Location annotation dataset excerpts:
..........
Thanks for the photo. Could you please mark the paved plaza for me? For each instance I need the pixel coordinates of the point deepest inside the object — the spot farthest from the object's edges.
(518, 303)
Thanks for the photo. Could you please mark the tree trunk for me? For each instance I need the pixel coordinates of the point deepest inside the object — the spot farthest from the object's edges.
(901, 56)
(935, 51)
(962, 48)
..........
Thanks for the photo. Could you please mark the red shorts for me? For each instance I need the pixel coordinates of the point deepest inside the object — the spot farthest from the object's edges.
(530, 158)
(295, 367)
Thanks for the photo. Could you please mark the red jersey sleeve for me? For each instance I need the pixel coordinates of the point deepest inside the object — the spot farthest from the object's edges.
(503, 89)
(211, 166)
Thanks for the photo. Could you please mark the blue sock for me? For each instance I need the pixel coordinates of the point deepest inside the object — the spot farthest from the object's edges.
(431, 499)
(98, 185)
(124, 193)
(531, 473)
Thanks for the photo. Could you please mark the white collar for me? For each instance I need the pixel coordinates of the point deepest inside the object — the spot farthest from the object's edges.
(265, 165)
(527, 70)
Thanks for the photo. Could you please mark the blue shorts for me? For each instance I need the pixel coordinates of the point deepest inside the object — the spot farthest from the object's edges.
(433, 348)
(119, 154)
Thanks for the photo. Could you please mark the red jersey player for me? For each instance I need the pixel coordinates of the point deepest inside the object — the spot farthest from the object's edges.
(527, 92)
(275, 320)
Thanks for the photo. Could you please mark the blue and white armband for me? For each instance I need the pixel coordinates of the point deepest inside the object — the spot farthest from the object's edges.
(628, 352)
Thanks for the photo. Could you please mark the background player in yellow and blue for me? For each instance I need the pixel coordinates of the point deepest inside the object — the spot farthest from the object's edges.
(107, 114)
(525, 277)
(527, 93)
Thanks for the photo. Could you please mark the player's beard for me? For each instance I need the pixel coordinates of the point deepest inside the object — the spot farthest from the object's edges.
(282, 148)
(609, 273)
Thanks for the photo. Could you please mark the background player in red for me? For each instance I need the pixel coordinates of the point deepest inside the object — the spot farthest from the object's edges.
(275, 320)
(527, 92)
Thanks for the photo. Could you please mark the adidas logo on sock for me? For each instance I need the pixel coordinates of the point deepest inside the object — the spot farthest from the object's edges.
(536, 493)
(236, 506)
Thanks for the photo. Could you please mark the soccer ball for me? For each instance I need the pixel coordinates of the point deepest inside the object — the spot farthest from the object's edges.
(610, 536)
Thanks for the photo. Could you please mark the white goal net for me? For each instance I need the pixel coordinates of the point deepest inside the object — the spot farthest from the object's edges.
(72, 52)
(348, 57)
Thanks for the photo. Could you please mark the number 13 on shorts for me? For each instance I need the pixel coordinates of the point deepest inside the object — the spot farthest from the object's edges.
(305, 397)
..........
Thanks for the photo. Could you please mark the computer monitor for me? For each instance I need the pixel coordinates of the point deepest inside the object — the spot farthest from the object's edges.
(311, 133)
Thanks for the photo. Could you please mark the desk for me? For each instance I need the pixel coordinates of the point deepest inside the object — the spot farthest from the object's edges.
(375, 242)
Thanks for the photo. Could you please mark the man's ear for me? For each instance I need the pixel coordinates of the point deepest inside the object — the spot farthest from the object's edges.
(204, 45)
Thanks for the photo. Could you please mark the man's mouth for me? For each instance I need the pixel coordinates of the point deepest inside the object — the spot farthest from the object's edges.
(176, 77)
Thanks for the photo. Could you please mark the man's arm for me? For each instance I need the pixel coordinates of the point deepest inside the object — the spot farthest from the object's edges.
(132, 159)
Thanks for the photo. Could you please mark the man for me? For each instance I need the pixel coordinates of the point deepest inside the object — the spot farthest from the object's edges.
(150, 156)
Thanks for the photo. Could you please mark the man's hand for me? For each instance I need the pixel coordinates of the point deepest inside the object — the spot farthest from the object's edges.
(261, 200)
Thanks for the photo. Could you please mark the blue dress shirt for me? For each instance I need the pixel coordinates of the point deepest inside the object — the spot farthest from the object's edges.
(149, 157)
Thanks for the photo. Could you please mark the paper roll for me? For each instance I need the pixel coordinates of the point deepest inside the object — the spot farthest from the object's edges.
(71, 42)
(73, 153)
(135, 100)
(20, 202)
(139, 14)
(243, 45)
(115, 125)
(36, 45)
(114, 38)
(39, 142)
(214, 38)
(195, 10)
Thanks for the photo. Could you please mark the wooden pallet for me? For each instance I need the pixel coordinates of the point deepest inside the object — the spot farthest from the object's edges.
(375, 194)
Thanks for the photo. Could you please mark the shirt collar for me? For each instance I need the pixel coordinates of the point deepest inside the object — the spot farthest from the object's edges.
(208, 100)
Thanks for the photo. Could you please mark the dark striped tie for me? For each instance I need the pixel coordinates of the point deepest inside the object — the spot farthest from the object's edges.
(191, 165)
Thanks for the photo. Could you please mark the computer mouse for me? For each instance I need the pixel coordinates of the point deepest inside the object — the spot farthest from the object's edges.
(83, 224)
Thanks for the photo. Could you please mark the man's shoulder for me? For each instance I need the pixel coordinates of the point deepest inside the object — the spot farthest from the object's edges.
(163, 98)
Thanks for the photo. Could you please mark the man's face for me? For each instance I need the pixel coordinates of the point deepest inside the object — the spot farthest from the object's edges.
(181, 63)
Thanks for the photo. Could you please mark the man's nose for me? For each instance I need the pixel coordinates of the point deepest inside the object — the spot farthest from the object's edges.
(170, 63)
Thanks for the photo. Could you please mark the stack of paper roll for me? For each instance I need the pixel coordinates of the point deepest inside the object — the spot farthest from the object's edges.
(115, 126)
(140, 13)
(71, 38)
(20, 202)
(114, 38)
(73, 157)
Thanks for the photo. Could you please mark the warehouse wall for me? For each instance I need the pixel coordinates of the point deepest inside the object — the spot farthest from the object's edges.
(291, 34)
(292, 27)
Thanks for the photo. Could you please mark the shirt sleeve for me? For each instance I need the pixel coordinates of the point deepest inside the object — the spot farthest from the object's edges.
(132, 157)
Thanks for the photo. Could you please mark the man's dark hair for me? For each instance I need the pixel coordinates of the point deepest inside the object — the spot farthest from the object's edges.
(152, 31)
..........
▶ _WHAT THE TASK ASKS_
Find every line in the entries above that contains the string "shirt", and copy each of those lines in full. Treat the match as case-sensitive.

▶ _SOLUTION TO THE EXERCISE_
Thanks for the photo. Could you please mark the blue dress shirt for me? For each instance I need the pixel coordinates of the point deepest inside the object — the spot farthest from the object's edges.
Thanks for the photo. Could you please mark the shirt collar for me? For each instance I need the pixel coordinates of the point deepest inside the object — the spot farthest from the object's edges.
Thanks for the photo. Could you please mark the shirt sleeve for me? For each instance I need the pixel coordinates of the point deepest inside the object — the spot farthest from the object's edges.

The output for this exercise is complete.